- [RECORD EXCERPTS]:
»»

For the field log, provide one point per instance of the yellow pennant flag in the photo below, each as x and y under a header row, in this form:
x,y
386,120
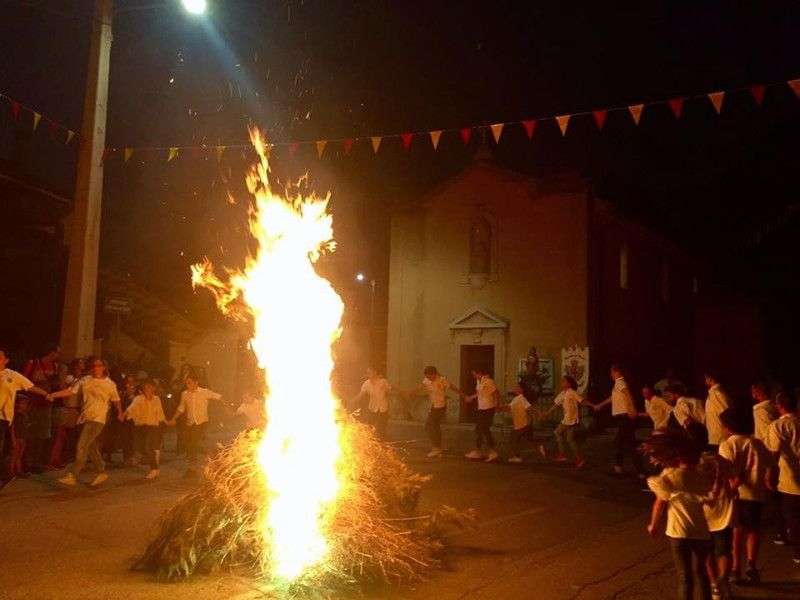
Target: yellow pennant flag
x,y
497,131
563,121
716,99
435,135
636,112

««

- [DO THIS]:
Rewrite all the items above with "pennant" swapped for "triangular" and everything else kept the same. Omit the pictures from your answer.

- [SOLUTION FOR THIS PROBLEM]:
For the field log, provide one point per instance of the yellow triangular flag in the photo below, each as x and y under a header row, in this form:
x,y
386,120
Target: yellow triangular flag
x,y
497,131
563,121
716,99
435,135
636,112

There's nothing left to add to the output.